▸ Exercise brief
Two lines below mark the span: the one containing "Query: gravel" and the one containing "[(252, 210), (31, 280), (564, 289), (372, 143)]". Set down both, plus every line between, exactly as they stand, and nothing else.

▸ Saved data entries
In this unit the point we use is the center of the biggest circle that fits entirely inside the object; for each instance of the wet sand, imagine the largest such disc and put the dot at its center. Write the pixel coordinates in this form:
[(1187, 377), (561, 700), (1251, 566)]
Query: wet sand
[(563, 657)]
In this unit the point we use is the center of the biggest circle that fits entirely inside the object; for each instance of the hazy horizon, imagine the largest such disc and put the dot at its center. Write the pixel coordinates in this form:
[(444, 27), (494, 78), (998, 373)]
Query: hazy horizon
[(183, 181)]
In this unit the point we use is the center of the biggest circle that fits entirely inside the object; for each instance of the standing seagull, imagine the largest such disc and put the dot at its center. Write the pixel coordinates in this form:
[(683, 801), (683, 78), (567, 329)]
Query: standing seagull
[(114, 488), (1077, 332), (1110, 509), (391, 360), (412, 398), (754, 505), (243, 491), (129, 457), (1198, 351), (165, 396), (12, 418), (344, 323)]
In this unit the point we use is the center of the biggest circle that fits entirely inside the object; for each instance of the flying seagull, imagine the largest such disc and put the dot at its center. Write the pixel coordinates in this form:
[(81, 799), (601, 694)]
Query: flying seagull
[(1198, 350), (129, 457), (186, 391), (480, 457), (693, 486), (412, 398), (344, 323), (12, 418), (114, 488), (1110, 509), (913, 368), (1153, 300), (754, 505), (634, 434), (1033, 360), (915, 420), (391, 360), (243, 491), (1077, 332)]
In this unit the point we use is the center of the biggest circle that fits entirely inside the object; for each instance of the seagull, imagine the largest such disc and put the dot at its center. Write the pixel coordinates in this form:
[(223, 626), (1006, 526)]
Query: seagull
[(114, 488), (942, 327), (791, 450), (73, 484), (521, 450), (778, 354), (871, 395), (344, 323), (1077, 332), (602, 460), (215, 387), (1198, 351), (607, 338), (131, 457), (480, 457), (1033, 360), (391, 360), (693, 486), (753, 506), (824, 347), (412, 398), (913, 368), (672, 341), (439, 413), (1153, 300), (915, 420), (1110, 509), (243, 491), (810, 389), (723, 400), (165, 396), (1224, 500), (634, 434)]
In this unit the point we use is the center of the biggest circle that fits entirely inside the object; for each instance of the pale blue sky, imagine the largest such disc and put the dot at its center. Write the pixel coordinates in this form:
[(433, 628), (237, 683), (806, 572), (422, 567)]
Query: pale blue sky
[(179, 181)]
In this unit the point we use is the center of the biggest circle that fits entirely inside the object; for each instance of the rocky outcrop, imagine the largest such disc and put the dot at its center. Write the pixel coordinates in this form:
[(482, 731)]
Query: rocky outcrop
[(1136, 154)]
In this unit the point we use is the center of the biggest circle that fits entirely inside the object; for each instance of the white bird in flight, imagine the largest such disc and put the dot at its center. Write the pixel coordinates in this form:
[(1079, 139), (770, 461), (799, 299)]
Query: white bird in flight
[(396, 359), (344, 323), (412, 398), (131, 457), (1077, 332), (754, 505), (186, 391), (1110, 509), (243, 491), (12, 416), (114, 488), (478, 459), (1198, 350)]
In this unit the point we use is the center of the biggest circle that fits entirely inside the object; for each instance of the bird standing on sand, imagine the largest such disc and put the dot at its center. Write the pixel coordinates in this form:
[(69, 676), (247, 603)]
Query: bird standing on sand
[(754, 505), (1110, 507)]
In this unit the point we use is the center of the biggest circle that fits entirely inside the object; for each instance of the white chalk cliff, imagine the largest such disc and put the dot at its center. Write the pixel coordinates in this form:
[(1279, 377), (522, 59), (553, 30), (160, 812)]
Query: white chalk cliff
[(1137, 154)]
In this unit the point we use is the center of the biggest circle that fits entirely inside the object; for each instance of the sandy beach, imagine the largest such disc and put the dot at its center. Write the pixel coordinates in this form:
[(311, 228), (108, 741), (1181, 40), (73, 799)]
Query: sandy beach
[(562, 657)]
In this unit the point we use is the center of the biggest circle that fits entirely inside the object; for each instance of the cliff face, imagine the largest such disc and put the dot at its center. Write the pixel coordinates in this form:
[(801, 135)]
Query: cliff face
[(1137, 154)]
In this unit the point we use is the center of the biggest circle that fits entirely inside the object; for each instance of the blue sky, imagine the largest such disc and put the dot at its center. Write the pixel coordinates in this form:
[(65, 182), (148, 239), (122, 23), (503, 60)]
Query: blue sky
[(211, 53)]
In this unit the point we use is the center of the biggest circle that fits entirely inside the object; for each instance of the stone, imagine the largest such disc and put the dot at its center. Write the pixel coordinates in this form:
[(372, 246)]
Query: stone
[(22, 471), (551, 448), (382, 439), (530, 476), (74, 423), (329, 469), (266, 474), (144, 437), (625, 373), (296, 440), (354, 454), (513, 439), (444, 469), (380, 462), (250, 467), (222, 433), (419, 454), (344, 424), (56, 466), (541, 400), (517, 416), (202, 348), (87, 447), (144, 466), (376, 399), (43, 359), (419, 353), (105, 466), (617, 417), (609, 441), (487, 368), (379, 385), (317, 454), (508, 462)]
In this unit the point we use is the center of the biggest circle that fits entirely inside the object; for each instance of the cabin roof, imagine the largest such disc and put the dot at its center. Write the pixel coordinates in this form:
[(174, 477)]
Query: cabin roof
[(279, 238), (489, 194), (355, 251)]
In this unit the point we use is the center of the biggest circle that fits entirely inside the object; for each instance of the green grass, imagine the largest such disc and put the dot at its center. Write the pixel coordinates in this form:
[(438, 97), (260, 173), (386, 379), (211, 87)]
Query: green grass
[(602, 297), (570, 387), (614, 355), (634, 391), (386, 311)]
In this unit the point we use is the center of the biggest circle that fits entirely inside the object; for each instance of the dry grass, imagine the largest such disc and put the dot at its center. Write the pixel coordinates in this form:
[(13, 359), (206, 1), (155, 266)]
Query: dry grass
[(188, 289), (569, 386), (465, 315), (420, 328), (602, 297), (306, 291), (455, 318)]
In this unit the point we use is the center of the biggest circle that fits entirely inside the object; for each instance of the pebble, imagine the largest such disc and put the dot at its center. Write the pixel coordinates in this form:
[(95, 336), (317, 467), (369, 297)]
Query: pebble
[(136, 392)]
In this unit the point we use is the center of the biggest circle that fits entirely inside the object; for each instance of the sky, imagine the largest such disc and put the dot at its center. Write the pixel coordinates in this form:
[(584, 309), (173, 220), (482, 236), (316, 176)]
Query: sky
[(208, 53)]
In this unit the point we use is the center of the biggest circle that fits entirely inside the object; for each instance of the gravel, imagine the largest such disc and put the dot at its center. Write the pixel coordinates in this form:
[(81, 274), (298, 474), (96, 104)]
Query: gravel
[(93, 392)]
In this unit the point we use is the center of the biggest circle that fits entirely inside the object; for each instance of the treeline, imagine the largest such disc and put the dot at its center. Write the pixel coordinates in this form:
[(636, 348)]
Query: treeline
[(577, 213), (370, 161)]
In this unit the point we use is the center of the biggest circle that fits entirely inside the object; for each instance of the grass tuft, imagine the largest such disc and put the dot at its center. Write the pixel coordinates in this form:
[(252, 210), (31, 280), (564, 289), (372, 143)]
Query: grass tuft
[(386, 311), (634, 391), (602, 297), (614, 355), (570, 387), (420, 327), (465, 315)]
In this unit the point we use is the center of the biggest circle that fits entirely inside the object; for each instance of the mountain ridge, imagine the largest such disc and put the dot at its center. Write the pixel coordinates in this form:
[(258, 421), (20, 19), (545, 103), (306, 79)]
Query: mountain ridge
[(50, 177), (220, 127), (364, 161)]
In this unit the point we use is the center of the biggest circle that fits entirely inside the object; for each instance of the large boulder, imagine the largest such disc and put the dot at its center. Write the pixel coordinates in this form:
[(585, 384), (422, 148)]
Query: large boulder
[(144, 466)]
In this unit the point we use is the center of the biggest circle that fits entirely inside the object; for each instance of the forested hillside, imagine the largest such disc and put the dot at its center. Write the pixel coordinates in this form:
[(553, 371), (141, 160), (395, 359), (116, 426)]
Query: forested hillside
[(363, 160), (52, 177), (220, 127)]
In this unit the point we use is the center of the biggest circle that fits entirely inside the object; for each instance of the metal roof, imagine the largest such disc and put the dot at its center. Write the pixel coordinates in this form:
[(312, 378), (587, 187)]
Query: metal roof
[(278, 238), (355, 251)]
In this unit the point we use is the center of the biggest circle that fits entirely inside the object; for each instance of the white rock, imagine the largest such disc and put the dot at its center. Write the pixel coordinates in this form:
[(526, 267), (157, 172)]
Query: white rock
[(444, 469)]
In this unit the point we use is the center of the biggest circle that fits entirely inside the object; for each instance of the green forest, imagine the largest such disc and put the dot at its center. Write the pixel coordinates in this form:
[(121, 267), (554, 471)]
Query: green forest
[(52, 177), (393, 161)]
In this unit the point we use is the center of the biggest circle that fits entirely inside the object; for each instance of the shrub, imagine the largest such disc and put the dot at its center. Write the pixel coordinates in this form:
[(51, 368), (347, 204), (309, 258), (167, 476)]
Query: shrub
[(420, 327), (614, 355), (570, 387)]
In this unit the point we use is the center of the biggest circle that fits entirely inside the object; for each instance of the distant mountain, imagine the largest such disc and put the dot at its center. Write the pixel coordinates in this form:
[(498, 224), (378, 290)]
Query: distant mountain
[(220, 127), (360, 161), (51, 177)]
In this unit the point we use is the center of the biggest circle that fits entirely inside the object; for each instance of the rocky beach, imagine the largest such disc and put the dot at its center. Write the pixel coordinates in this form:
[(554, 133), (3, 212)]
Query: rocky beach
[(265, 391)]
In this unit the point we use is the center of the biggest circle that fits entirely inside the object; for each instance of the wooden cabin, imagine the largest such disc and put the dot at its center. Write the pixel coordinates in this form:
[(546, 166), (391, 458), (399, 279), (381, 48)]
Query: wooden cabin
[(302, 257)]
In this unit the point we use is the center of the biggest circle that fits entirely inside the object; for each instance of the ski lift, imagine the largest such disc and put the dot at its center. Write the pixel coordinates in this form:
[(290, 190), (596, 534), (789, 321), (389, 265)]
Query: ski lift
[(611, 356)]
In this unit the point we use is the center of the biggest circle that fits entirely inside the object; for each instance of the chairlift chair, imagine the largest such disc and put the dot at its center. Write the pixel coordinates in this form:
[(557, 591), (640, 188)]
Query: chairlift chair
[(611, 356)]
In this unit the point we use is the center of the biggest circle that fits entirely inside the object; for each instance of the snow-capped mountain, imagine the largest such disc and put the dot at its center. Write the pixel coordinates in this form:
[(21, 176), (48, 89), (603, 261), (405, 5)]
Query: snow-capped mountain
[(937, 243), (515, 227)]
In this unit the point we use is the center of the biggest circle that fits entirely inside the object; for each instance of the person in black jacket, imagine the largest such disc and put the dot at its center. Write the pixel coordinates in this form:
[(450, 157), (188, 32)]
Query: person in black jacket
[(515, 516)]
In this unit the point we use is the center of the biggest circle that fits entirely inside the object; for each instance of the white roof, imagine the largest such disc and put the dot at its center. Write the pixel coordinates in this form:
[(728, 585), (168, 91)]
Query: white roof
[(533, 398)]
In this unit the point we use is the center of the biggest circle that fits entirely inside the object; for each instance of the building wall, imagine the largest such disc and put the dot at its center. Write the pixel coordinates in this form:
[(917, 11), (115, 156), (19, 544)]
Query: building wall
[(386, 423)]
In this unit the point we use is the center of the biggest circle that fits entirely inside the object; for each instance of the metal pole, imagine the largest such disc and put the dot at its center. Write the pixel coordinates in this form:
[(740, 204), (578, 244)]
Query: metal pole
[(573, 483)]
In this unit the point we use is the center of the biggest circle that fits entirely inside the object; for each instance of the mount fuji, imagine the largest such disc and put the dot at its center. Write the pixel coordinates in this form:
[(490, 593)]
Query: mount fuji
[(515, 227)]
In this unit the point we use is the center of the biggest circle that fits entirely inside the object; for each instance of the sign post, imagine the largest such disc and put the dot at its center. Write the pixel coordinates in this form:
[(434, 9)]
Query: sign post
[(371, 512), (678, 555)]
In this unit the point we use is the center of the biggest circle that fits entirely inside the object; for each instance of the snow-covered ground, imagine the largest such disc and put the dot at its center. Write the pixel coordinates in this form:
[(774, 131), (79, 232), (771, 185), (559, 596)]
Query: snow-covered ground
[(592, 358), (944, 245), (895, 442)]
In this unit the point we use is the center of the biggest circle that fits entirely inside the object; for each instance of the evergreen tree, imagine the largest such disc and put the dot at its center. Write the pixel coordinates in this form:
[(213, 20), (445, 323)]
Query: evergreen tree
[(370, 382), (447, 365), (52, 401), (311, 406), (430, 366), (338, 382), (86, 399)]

▸ Reply to the task
Query: gravel
[(93, 392)]
In this unit the point we use is the center of the biggest circle that fits entirely inside the object; for each instance of the treeline, imagine the largest such disc and put the dot at its center. Write the pixel coordinates in this form:
[(636, 348)]
Query: treeline
[(577, 213), (370, 161)]
In this unit the point we use is the center of the biggest circle that fits entirely inside the object; for each instance of the grass tuft, imagine the largest such disc and put the dot at its center. Write the pixel coordinates in this form:
[(252, 210), (31, 280), (564, 289), (372, 143)]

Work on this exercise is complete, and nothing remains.